[start Input records]
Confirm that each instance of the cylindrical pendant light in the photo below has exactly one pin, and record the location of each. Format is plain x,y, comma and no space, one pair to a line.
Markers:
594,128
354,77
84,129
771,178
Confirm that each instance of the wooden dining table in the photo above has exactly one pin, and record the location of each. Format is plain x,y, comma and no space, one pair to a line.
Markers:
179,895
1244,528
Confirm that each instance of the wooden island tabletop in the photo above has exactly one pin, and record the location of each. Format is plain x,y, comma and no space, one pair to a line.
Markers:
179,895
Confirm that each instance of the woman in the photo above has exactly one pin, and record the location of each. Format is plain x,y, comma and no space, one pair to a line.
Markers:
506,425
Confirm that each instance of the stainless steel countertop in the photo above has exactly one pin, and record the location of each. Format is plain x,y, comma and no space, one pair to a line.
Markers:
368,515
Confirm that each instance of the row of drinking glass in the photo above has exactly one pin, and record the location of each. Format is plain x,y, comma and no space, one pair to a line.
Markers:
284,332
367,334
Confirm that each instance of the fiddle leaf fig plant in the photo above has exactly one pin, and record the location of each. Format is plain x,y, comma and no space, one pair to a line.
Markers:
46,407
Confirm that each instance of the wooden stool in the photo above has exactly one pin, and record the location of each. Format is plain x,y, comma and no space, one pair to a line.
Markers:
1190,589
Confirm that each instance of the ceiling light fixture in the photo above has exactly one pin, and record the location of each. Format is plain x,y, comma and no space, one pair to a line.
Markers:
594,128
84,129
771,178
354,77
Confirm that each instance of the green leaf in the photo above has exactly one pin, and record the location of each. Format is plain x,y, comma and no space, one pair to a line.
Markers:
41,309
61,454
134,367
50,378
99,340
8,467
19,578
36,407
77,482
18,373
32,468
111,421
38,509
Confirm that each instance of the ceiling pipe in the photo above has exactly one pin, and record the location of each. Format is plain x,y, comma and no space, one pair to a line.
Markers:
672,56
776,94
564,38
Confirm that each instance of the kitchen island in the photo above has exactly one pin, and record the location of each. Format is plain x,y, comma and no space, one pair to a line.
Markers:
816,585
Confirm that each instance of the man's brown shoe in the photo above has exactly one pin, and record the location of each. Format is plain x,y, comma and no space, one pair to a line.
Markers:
[end Input records]
Task objective: Reproduce every one of the records above word for word, keeping their original order.

Response for this exercise:
Confirm that each instance of the cylindrical pendant light in the photo below has exactly one pin, and record the location of each. Format is plain x,y, comma and no space, one pair to a line.
Markers:
594,128
354,77
84,129
771,178
Confirm that each instance of the wooden dining table in the photo above has exactly one pin, and record the location of each. Format is plain x,y, comma and no space, one pair to a line.
Markers:
179,895
1244,528
Confirm that each instance of the wooden island tabletop in the photo above has exactly one pin, and record the location of each. Format is plain x,y, comma and no space, one pair to a line.
Markers:
179,895
Confirm that each instance of the woman in the photo above has exactly one pin, and record the location of each. Format is plain x,y, comma and no space, one pair to a line.
Markers:
506,425
Confirm that each instance of the stainless steel countertop in the photo above has exactly one pin, and record the location of each. Format is plain x,y, comma and no space, one pair to a line.
Markers:
368,515
Confirm that each instance of the row of drinking glass in the photo above has exactly one pin, and record the location of each. Format is plain x,y, comma and no space, one pair to a line.
Markers:
284,332
367,334
Confirm that each instance of the fiddle leaf fig plant in the photo above has exactly one pin, and record the location of each. Format is plain x,y, comma and no space, one pair to a line.
Markers:
46,407
Confirm that each instance of the wooden stool in the photo above has exactly one pin, and record the location of each. Format is plain x,y, comma and no space, one pair to a line.
Markers:
1190,589
Confirm that each instance of the ceiling light fixture in the photo above has exactly one pin, and record the location of each. Format is plain x,y, comma and no space, one pair to a line.
Markers:
594,128
84,129
771,178
354,77
Confirm that each instance of the green leaf in the photo above has exactly one pin, and record the location of each. Format is plain x,y, comma and no space, one pair to a line.
Markers:
41,309
61,454
134,367
50,378
99,340
8,467
19,578
36,407
77,482
18,373
32,468
111,421
38,509
Confirm that each instance of the ceiling pipe in the photo above has exactly one pin, and record the location of each. Format is plain x,y, comma and no space, one pair to a line.
Markers:
672,56
776,94
564,38
Confirm that each instance of the kitchen island in the photo above has exactly one pin, and record the location of each. Format is plain x,y, comma and no space, one pair to a line.
Markers:
816,585
Confirm that each instance of the man's brown shoe in the photo above has exactly one pin, and record the location of each. Format is plain x,y, comma and no space, one pair to a line.
Markers:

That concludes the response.